* INPUT DATA *
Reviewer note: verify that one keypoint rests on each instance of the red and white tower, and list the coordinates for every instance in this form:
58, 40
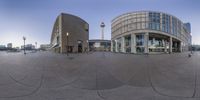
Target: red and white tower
102, 30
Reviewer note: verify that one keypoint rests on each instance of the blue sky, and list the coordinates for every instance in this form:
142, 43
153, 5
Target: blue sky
35, 18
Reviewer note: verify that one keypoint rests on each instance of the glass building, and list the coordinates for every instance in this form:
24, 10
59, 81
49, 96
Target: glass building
149, 31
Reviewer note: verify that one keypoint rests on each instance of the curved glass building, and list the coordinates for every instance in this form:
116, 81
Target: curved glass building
149, 31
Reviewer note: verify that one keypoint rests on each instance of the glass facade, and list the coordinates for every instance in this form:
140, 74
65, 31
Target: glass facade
160, 23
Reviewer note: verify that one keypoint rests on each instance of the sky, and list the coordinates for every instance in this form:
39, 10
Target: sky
34, 19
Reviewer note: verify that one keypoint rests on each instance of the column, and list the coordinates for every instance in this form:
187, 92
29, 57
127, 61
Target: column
133, 43
180, 46
111, 46
116, 50
146, 39
123, 44
165, 44
170, 44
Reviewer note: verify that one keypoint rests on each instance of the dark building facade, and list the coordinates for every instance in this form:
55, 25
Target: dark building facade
148, 32
70, 34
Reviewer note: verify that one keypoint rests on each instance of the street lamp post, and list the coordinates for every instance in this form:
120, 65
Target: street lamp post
67, 34
24, 38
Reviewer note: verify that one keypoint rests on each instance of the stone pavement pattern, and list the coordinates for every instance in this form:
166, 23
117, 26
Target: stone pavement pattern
99, 76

* EXERCISE TASK *
Please rewrite all of the entries above, replacing "Reviewer note" with "Annotator note" everywhere it appears and leaving everything else unchanged. Omit the pictures from your answer.

* RESULT OF THE EXERCISE *
Annotator note: verify that one keypoint rests on each instance of the red and white tower, and list the coordinates for every instance in this form:
58, 40
Target: red and white tower
102, 30
Annotator note: verify that one keypoint rests on each instance of the blue sky, and list the coordinates for every instance in this form:
142, 43
153, 5
Target: blue sky
35, 18
Annotator note: verify that one keypoint rests on each instance of the glass building, and list the coordinates for every instance in this form:
24, 10
59, 81
49, 96
Target: glass building
149, 31
Annotator note: verify that one keypoint rests on each instance of the curved glass building, and list the coordinates for every instance in this form:
116, 81
Target: curved glass building
149, 31
Annotator note: verify that one keypoint rests on each instance of the glass facade, and list the coordinates for every instance in this form:
140, 74
65, 31
Target: glass facade
160, 23
Annotator note: verify that one keypoint rests on each instance of the sky, and list the coordinates for every instance in this form:
39, 10
Target: sky
34, 19
Annotator note: verify that one keypoint rests on each instance of the column, and list the coordinates for every instance in this form:
187, 92
29, 57
127, 61
Target: column
133, 43
180, 46
111, 46
116, 50
146, 39
123, 44
165, 44
170, 44
Annotator note: verify that one keypoint rests on each instance of the dark building facade, and list the coordinates for every instance in this form:
55, 25
Target: dark building facade
148, 32
70, 34
Annotator note: verify that one keypoint rests on each instance of the street lamp post, and list the coordinates for every instance in this form:
120, 65
Target: street lamp post
67, 34
24, 38
Annotator note: verify that one keypoint rests on each instance of the stone pavement pattern, and list the coordinates for every instance in this form:
166, 23
117, 26
Target: stone pavement pattern
99, 76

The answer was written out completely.